▶ Задание
Выпишите из текста о ФСБ все способы контроля над этой службой, которые там упоминаются.

▶ Текст
########
ФСБ — другая история. Партийный контроль исчез в 1991 году, а другие формы контроля если и появлялись, то в странной форме. Были попытки создать парламентский контроль, был комитет Госдумы по безопасности. Но у них не хватало функционала. Прокуратура вроде бы имела право проверять деятельность ФСБ, но их очень быстро в этом праве ограничили. Ельцин также пытался контролировать ФСБ через конкуренцию с другими спецслужбами. Это совершенно средневековая, ближневосточная идея: у вас пять визирей, которые друг на друга доносят. Владимир Путин это быстро разрушил.
Таким образом, ФСБ оказалась в странной ситуации: неподконтрольная спецслужба с мандатом от президента. Предполагалось, что она будет поставлять не только решения каких-либо проблем, но и кадры для этих решений. В этом и заключалась идея нового дворянства. Эти люди как дворяне, как новая русская аристократия в кризисной ситуации придут к Путину и помогут, решат проблему. Но к концу 2000-х начало зреть разочарование: в Кремле стали понимать, что у ФСБ-шников это не очень получается. К 2015 году это стало абсолютно очевидно и Владимиру Путину, и от этой концепции отошли.
— В чем заключался этот провал?
########
▶ Выдержки из материала
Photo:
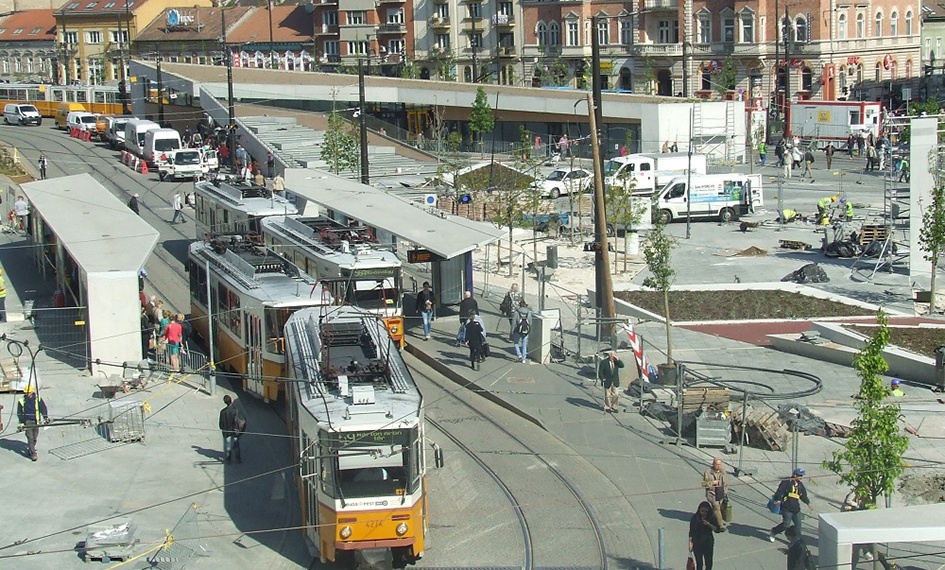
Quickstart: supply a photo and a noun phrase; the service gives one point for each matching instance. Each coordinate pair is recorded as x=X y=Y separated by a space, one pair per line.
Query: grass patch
x=740 y=305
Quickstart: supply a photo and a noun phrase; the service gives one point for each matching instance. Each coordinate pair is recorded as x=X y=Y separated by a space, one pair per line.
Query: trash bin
x=940 y=367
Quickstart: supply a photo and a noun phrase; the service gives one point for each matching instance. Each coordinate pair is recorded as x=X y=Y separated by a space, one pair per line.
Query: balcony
x=440 y=22
x=392 y=28
x=657 y=50
x=660 y=5
x=503 y=20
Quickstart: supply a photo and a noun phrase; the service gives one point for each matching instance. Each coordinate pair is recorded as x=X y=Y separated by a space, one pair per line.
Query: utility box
x=940 y=367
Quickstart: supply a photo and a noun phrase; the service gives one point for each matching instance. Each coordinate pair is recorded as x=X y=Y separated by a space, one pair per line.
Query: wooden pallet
x=793 y=244
x=871 y=233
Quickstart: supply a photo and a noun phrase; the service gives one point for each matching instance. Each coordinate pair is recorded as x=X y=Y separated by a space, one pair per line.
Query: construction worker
x=31 y=413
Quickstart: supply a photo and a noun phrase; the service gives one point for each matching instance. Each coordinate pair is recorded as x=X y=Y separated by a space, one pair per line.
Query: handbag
x=774 y=506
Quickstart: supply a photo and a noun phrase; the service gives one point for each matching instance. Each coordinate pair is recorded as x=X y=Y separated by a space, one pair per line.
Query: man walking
x=716 y=489
x=31 y=413
x=232 y=425
x=609 y=373
x=178 y=203
x=790 y=494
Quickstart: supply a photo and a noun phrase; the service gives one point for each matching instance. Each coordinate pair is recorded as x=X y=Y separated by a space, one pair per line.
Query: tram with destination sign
x=358 y=421
x=250 y=292
x=348 y=259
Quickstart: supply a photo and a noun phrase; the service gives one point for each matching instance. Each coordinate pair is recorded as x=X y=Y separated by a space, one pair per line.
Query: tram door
x=254 y=356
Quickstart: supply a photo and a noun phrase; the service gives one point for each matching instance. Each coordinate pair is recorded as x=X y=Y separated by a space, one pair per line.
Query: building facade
x=94 y=36
x=28 y=47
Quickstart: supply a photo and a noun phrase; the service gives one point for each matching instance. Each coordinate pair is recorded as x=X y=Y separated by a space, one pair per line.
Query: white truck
x=724 y=197
x=185 y=163
x=650 y=172
x=825 y=121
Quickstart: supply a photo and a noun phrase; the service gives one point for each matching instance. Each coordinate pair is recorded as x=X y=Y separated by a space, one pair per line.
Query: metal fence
x=63 y=333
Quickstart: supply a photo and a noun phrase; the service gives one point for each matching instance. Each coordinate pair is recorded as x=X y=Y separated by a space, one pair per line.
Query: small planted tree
x=340 y=146
x=657 y=253
x=871 y=459
x=481 y=117
x=932 y=232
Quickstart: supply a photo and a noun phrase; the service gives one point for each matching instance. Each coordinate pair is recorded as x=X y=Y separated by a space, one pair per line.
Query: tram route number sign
x=423 y=256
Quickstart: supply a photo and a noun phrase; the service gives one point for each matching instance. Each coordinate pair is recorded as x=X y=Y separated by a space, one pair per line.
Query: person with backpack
x=233 y=425
x=790 y=494
x=523 y=325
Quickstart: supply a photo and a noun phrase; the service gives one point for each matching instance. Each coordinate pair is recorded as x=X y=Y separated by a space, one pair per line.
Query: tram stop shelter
x=838 y=532
x=95 y=247
x=447 y=241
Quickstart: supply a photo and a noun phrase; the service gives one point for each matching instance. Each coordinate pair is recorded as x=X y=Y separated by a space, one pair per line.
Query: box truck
x=825 y=121
x=650 y=172
x=724 y=197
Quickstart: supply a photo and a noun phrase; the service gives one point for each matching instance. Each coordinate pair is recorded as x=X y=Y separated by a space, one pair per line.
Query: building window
x=663 y=32
x=541 y=32
x=355 y=18
x=603 y=32
x=705 y=29
x=728 y=29
x=748 y=28
x=626 y=32
x=574 y=34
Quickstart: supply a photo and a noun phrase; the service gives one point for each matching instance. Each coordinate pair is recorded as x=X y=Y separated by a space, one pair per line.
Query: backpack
x=506 y=305
x=522 y=328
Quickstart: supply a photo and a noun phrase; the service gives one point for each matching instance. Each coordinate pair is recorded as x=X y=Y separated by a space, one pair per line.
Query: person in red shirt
x=172 y=334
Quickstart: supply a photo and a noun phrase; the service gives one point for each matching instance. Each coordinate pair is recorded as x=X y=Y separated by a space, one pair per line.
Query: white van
x=135 y=130
x=720 y=196
x=650 y=172
x=21 y=114
x=157 y=141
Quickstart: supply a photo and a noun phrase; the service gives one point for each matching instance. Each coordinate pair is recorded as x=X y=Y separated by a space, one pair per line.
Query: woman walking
x=702 y=527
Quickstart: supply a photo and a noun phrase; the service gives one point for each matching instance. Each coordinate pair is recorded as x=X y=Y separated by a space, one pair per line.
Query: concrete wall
x=114 y=319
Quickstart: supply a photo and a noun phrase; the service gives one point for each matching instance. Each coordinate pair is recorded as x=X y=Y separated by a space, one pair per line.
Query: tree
x=871 y=458
x=340 y=146
x=932 y=232
x=481 y=117
x=658 y=250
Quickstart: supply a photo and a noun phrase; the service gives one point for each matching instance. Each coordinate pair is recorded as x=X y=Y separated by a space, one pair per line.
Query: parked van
x=157 y=141
x=650 y=172
x=720 y=196
x=21 y=114
x=135 y=130
x=63 y=110
x=81 y=120
x=115 y=131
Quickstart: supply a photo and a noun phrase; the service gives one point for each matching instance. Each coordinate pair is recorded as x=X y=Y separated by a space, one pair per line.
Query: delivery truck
x=650 y=172
x=724 y=197
x=825 y=121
########
▶ Правильный ответ
- партийный контроль
- парламентский контроль через комитет Госдумы по безопасности
- проверки со стороны прокуратуры
- конкуренция с другими спецслужбами